◆ **Apply what you read**:
• A. Can you rewrite the Bro David update thread between "## Grandview Trailer" and "H2H1 (Apr 28, 2008)", inclusive, with "prayer list" changed to "prayer chain"?
• B. Could you carry the forum thread about Bro David forward from the point where it stops?

# Bro David update



## Guest (Apr 28, 2008)

Well i feel that i should let u all know about one of our own rver's ,, it's bad ,, but not that bad ,, and i hope msjackie can forgive me for posting it ,, but i feel all poster's that type to bro dave and msjackie might want to hear this .
Anyway ,, i got an email from msjackie today ,, her and dave were gonna meet us @ MB and go out to dinner (not out of plans yet) ,, but dave has been in the hospital again ,, he lost his vision ,, completely ,, and for no reason that the docs can find ,, but they still running test ,, so i thought i would just let u all know about it ,, and agian sorry msjackie ,, u can shoot me later ,,, if u didn't want this out ,, but i thought it might just be the best thing ,, to let all u'r forum friends know ,, and support u ....
Rod


----------



## DARLING (Apr 28, 2008)

Re: Bro David update

Thanks Rod

We will put him on our ladies prayer chain tonight.

Darlin


----------



## Grandview Trailer Sa (Apr 28, 2008)

Re: Bro David update

I hope MsJackie won't get mad at you Rod.  We will also add BroDavid to our prayer list.
I hope him all the best.


----------



## H2H1 (Apr 28, 2008)

◆ **Provided data**:
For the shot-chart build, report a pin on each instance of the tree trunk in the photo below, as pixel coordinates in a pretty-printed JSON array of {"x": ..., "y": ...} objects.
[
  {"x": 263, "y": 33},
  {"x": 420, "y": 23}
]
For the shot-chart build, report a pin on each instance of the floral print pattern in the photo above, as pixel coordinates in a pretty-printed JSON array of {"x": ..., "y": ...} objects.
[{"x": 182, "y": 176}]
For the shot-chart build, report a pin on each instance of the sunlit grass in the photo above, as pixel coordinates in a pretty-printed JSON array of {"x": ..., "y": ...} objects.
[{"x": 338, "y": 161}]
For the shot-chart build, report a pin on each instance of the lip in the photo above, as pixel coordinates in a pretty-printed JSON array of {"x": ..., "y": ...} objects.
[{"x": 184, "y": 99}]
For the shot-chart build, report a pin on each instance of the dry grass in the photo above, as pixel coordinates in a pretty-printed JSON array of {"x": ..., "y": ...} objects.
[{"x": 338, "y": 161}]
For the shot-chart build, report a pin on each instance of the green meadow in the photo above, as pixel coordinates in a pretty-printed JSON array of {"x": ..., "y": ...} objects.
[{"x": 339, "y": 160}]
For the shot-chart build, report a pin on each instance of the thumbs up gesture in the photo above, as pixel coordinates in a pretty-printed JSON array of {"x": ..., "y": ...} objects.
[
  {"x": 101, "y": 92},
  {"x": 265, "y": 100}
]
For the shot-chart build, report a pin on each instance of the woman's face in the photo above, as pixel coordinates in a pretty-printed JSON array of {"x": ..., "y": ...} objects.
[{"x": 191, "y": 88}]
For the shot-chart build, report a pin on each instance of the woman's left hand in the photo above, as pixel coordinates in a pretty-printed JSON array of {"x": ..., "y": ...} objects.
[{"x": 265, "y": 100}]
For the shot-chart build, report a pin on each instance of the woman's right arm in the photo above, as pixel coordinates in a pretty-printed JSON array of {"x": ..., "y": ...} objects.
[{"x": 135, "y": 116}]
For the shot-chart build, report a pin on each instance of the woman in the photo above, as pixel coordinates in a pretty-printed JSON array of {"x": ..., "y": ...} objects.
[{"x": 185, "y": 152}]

◆ **Task answers**:
• A.
## Grandview Trailer Sa (Apr 28, 2008)

Re: Bro David update

I hope MsJackie won't get mad at you Rod.  We will also add BroDavid to our prayer chain.
I hope him all the best.


----------



## H2H1 (Apr 28, 2008)

• B.
Re: Bro David update

thanks Rod for the up date. My prayers are with him and Ms Jackie. I hope they can find out what happen and developed a miracle drug for him and all the rest who are blind.


----------



## *scooter* (Apr 30, 2008)

Re: Bro David update

Our thoughts and prayers also go out to BroDavid and Ms Jackie.


----------



## DL Rupper (May 1, 2008)

Re: Bro David update

Thanks Rod.  Our prayers are with you Bro David and Ms Jackie.


----------



## Guest (May 7, 2008)

Re: Bro David update

has nayone heard form msjackie or any of the family ,, on dave's conditon???
I am going to send an email to msjackie and let her know that if Dave is still the Hospital when i am in MB ,, that i would be more than happy to come by and visit them ,, but let us know if anyone has heard anything ,, i have not ...


----------



## H2H1 (May 8, 2008)

Re: Bro David update

Rod if you do get a chance to go by and visit with Bro Dave, please passed along that our thought and prays are with him and Ms. Jackie.


----------



## Grandview Trailer Sa (May 8, 2008)

Re: Bro David update

I have not heard anything either.  I agree with Hollis, pass our thoughts and prayers along please.


----------



## Guest (May 8, 2008)

Re: Bro David update

well as of today ,, i have not got any reponse back ,, but u know that if i go see him ,, i'll let him know that all his rv forum people are pulling for him  and they are praying also ,, thank's guy's ,, u make this place the best ,, AND I MEAN that ,, u think of someone u have not met ,, except to chat to them on here ,, now that's the rving spirit ,, if i can say so    :approve:  :approve:  :approve:  :approve:  :approve:  :approve:


----------



## ARCHER (May 8, 2008)

Re: Bro David update

A silent prayer from the heart for Bro Dave and MsJackie.  
They know we are all concerned and they know our hearts have a special place for our RV friends.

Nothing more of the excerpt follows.